SUPPLIED TEXT:
Painting by Frédéric Bazille

The Family Reunion or Portraits of the Family is an oil-on-canvas painting executed in 1867 by the French painter Frédéric Bazille. It is the largest surviving canvas (152 by 230 cm) by this artist. It is now in the collection of the Musée d'Orsay in Paris.

==Description==
The painter took inspiration to create this painting from a meeting that took place at his residence in Méric, near Montpellier, in the summer of 1867. Under the shade of a large chestnut tree, on a sunny day, which enhances the variations between light and shade, Bazille represents his parents seated on a bench, on the left. On the terrace also depicted are his uncle Eugéne des Hours and wife, his cousin Pauline with her husband Émile Teulon, and his brother Marc with his wife Suzanne and another cousin, Camille, back from a walk. The author depiction of himself, at the far left, behind his seated parents, was only included in the composition later.

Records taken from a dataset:
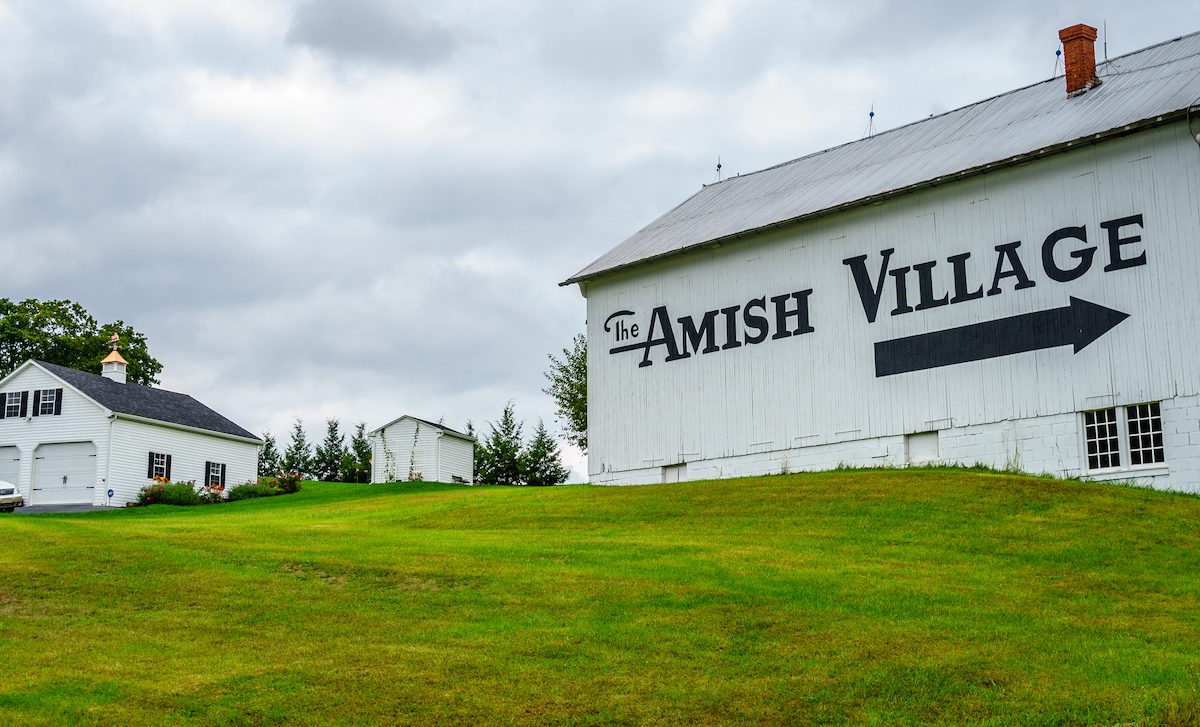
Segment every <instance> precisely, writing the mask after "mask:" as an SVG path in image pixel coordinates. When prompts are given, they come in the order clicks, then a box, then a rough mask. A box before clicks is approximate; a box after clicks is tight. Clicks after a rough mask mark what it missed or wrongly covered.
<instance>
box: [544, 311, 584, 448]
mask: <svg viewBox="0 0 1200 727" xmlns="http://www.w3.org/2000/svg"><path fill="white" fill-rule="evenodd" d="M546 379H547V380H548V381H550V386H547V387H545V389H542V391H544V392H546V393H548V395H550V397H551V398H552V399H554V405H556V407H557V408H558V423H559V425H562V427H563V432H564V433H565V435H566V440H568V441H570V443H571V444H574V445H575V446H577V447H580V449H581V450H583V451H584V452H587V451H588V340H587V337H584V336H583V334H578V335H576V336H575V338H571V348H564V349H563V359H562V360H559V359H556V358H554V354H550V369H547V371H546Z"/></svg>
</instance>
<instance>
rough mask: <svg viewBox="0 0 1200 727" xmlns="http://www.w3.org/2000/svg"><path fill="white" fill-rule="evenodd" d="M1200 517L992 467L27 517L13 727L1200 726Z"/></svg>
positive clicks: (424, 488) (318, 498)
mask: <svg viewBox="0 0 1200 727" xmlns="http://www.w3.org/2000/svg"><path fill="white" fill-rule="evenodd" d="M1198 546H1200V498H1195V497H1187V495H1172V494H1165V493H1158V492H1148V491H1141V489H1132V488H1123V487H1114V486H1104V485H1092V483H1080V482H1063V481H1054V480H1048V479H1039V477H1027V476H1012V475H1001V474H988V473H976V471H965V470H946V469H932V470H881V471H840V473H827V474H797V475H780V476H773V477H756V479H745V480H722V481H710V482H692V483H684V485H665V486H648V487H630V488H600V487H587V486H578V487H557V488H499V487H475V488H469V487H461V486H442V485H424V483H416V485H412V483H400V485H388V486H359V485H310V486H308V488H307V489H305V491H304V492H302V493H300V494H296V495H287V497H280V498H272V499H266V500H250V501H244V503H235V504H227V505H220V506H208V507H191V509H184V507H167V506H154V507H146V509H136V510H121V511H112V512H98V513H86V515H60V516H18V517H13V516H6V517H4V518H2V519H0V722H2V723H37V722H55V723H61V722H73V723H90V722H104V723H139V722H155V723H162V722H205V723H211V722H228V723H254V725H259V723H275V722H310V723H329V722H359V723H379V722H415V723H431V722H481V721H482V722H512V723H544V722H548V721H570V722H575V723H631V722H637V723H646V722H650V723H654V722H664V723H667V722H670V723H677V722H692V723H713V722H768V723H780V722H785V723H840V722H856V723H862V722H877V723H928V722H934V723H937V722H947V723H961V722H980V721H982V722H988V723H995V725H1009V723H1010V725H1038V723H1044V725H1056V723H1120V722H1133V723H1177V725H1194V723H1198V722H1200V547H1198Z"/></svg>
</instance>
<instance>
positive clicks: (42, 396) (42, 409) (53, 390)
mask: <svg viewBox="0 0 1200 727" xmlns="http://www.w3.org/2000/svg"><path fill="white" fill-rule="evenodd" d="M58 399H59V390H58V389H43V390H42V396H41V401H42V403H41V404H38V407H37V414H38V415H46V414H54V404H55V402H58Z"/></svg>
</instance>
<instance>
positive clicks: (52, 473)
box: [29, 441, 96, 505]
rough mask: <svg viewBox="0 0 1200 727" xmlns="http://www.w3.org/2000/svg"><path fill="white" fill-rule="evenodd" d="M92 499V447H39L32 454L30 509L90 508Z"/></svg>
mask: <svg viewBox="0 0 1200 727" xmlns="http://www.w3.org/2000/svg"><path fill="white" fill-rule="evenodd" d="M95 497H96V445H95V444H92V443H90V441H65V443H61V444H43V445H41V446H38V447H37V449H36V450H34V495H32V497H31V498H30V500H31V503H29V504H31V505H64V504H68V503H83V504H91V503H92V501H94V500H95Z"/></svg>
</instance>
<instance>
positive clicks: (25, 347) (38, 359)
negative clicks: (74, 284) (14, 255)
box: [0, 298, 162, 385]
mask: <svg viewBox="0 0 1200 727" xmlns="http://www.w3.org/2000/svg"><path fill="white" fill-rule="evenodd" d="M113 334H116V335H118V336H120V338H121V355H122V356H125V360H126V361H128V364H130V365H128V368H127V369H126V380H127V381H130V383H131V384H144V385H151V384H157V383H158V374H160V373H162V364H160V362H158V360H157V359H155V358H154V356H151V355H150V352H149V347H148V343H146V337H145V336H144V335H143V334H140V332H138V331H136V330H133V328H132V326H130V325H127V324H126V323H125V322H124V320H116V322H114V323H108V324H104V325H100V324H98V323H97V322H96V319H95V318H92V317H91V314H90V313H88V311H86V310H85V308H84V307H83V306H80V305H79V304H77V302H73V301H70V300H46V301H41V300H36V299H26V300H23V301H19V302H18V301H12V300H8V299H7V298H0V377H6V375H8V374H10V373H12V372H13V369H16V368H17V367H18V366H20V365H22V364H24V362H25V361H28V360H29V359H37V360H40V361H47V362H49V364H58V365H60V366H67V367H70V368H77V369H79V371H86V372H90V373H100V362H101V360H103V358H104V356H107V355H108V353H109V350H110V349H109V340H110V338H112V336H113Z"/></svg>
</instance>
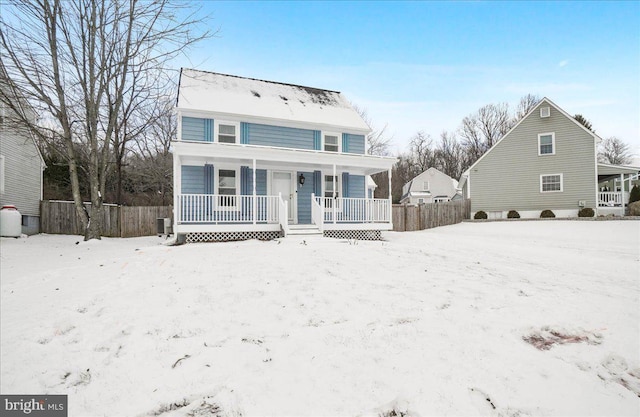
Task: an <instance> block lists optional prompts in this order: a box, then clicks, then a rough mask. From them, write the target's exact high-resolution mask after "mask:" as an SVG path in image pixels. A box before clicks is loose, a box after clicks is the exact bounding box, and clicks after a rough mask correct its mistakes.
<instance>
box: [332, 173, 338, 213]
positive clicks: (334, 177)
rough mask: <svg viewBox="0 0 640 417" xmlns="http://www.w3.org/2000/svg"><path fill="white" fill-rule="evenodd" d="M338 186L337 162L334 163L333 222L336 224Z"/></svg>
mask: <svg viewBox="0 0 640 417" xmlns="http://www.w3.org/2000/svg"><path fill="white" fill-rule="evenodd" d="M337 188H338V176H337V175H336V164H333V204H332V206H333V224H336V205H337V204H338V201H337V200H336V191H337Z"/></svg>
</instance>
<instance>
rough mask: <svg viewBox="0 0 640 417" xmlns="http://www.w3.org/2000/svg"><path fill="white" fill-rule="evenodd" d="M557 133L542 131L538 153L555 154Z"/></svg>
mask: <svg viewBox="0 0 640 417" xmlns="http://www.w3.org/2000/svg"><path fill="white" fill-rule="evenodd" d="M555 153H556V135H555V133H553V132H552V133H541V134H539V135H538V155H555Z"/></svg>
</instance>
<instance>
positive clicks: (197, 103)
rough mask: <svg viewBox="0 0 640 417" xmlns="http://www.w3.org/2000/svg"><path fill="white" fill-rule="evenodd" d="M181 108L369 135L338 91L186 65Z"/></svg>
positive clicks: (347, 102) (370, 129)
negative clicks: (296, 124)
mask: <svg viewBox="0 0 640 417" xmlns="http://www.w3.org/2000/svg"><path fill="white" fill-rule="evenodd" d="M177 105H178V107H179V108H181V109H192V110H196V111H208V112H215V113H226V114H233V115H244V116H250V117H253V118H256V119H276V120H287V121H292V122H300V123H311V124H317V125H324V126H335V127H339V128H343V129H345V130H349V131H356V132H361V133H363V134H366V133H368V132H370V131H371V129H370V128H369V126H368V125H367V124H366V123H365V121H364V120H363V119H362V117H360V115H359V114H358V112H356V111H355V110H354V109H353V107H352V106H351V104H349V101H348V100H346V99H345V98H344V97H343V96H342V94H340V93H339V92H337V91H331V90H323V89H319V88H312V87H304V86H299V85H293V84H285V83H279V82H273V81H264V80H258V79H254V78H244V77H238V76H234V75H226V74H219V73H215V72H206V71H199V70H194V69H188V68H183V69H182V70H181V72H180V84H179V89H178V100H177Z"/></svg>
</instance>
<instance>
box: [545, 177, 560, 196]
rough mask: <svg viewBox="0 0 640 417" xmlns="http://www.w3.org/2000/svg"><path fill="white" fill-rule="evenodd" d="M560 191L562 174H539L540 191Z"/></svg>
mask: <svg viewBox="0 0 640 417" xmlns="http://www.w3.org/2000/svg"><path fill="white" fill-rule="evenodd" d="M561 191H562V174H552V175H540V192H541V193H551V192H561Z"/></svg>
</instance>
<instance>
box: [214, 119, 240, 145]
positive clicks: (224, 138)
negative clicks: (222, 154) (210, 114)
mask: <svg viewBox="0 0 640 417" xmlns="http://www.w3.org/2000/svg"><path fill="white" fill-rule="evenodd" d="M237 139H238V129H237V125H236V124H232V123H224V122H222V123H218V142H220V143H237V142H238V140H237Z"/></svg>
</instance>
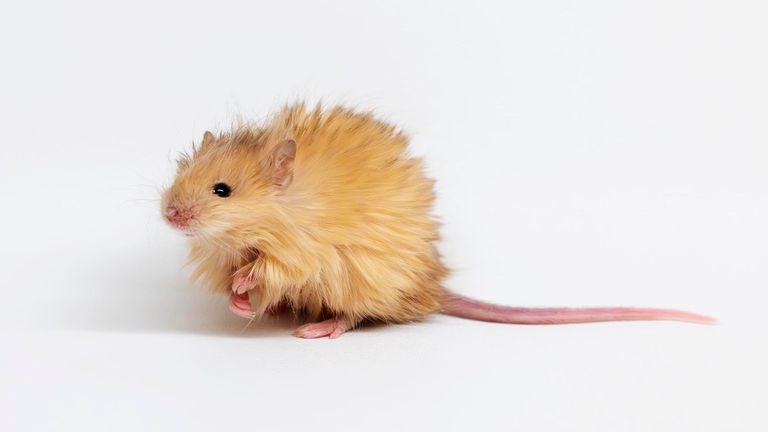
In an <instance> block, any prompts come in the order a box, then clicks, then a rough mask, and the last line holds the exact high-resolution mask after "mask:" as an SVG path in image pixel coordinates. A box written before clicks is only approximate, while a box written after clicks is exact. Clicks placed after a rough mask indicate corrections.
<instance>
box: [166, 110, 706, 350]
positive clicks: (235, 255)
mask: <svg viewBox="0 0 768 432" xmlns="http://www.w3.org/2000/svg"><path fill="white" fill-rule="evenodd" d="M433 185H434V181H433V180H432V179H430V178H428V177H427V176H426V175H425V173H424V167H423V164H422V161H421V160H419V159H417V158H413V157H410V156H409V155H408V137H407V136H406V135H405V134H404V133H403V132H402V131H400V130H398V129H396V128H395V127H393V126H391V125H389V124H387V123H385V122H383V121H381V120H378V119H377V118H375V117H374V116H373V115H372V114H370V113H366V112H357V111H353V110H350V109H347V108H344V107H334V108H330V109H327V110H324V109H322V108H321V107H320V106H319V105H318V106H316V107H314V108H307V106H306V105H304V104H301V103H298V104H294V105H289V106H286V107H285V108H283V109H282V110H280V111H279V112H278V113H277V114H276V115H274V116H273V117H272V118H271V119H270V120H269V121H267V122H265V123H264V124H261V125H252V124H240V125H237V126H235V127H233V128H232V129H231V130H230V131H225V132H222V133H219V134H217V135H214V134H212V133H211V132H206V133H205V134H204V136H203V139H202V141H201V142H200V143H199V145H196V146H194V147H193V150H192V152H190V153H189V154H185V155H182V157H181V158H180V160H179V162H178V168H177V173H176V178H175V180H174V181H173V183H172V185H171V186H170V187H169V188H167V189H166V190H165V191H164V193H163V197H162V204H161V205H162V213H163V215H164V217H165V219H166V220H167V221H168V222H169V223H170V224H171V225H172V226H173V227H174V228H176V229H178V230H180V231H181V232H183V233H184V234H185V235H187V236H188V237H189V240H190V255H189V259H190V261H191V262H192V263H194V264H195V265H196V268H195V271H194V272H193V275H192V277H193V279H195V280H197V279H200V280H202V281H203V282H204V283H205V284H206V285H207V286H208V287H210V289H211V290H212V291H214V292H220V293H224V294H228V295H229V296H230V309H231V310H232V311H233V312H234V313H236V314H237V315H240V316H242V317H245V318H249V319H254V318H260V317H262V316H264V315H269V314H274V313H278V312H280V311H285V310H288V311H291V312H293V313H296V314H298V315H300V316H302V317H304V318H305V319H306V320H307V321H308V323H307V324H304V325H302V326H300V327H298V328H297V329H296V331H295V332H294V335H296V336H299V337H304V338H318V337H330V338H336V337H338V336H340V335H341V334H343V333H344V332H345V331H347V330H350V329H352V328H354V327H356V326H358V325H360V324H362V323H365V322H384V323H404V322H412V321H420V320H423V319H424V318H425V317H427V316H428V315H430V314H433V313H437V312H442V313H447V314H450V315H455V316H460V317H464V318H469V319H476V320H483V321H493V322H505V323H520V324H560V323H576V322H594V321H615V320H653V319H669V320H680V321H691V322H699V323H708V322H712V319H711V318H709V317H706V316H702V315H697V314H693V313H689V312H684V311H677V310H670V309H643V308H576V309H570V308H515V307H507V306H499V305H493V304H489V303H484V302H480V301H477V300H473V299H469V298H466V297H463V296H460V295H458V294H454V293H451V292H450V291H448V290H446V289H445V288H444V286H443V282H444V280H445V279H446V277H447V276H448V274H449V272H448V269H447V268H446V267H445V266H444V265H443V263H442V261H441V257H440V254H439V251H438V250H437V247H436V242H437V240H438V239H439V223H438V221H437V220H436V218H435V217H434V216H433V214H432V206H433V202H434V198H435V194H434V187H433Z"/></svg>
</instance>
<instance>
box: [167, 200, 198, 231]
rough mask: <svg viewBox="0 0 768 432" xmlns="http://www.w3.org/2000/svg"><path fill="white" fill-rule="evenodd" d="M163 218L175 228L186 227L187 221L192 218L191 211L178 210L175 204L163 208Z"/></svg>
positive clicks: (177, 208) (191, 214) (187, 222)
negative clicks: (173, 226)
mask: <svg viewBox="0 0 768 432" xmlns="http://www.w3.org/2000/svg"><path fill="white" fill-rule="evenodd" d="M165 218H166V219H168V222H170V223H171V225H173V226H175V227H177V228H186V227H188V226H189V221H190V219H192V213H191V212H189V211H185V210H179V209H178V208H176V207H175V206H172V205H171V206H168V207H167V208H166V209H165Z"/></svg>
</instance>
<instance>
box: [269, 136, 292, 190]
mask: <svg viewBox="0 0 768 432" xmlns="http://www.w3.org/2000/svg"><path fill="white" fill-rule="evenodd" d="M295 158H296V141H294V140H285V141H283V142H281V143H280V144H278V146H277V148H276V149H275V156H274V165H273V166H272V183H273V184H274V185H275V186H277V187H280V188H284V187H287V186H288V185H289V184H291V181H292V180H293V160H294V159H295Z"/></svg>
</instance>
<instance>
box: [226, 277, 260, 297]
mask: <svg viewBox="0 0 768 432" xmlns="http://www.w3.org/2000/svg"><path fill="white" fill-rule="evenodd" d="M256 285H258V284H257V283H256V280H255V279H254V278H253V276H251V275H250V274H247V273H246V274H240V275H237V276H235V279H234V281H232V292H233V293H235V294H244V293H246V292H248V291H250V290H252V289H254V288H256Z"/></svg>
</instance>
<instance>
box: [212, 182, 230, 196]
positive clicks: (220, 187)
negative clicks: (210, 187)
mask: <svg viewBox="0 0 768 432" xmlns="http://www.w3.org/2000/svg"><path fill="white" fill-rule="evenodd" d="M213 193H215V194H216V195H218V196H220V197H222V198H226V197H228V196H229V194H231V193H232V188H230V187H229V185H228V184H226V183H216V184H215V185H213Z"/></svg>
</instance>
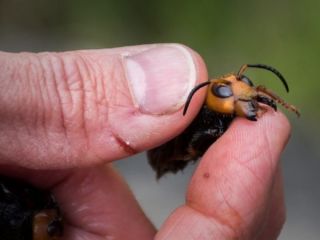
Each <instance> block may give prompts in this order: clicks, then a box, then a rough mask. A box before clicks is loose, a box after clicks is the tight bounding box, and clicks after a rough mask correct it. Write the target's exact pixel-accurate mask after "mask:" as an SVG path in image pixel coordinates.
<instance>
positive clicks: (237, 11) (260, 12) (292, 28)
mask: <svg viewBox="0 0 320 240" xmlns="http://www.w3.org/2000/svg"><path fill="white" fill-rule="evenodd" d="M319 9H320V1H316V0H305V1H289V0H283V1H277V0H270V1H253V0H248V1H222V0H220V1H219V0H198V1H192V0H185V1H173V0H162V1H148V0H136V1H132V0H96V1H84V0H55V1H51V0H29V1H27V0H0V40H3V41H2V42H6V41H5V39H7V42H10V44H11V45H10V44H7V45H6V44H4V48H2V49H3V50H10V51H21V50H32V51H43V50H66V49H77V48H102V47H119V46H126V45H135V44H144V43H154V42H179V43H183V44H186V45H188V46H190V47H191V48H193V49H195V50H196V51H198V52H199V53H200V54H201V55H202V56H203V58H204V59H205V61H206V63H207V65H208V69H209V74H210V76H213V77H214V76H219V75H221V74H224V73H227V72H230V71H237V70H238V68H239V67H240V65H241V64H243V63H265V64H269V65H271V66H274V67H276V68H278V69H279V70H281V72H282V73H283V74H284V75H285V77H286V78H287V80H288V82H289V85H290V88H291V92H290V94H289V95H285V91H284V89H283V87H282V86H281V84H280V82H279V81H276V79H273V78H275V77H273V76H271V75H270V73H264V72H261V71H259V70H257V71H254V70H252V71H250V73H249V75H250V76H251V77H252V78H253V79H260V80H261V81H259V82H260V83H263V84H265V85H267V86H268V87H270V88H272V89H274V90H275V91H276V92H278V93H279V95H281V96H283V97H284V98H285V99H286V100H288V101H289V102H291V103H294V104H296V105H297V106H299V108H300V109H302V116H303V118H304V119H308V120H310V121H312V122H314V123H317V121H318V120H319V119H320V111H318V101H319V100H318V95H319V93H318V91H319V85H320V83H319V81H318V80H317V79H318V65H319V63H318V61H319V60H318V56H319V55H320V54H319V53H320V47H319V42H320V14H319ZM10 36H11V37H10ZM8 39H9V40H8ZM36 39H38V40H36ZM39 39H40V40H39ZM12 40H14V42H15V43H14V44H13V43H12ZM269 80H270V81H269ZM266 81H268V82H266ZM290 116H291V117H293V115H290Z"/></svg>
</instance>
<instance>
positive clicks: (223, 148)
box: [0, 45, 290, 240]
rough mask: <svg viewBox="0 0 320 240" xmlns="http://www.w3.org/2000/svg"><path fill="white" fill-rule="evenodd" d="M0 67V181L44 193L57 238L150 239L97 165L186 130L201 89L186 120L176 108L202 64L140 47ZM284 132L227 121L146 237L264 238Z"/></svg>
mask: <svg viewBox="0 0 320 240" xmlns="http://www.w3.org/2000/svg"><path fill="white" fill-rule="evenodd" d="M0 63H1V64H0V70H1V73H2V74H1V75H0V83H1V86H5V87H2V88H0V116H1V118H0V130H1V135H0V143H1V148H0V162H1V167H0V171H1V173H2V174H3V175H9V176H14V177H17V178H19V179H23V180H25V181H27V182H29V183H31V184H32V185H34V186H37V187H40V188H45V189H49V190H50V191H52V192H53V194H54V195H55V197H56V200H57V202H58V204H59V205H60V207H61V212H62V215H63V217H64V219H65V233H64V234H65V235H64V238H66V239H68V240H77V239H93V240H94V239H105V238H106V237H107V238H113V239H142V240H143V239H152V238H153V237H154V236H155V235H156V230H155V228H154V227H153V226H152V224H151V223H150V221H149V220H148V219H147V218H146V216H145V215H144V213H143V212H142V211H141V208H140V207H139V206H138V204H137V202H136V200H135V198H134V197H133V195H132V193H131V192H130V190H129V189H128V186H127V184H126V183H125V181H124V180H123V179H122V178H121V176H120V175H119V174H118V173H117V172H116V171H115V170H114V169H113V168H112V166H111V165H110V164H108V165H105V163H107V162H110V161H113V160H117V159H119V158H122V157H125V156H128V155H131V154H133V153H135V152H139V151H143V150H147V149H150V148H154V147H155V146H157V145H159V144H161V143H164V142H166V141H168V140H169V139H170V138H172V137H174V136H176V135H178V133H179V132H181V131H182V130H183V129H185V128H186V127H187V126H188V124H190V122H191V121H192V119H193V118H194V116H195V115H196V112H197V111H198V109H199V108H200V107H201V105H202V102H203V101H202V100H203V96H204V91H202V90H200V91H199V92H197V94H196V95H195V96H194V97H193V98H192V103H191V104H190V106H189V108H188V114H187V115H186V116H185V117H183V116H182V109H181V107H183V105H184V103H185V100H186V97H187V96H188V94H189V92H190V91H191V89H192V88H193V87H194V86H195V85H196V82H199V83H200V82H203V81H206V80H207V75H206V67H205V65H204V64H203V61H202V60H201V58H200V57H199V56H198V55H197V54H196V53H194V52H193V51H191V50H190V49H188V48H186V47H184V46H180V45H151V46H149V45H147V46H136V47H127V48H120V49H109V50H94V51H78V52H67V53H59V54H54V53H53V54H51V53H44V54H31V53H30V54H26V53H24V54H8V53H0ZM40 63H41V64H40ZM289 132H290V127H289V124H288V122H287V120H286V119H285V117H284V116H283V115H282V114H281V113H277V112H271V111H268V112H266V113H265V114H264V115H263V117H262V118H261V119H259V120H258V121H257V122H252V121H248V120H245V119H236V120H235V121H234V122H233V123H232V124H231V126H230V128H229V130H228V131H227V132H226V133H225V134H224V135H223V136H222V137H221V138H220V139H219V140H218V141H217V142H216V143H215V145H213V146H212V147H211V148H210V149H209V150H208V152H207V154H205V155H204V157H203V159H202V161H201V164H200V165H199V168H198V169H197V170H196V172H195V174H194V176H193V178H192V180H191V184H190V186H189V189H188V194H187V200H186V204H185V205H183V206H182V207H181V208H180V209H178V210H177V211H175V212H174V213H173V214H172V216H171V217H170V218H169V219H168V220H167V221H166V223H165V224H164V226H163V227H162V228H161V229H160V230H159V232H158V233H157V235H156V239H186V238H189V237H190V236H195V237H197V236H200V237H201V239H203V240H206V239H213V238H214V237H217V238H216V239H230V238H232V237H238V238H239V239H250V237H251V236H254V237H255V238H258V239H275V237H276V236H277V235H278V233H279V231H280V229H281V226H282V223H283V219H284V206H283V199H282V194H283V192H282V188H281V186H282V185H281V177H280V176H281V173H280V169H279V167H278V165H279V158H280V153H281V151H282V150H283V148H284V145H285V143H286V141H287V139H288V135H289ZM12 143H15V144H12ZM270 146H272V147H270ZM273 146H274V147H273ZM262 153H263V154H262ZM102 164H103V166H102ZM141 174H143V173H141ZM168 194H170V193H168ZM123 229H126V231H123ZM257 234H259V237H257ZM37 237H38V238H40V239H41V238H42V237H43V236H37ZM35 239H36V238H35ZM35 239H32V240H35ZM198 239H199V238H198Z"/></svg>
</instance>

WORK TO COMPLETE:
1) In the text about The Family Reunion, what does the sunny day in the scene do for the painting? Answer in one to three sentences.
2) Answer these questions from the text about The Family Reunion:
(a) What are the dimensions of the canvas?
(b) Where did the meeting that inspired the painting take place?
(c) Who is shown seated on the bench on the left?
3) From the text about The Family Reunion, extract the passage starting at "Painting by Frédéric" and ending at "d'Orsay in Paris.".
The records were drawn from a separate source.

RESPONSES TO THE EXERCISE:
1) The sunny day enhances the variations between light and shade in the scene under the large chestnut tree.

2)
(a) 152 by 230 cm.
(b) At Bazille's residence in Méric, near Montpellier.
(c) Bazille's parents.

3)
Painting by Frédéric Bazille

The Family Reunion or Portraits of the Family is an oil-on-canvas painting executed in 1867 by the French painter Frédéric Bazille. It is the largest surviving canvas (152 by 230 cm) by this artist. It is now in the collection of the Musée d'Orsay in Paris.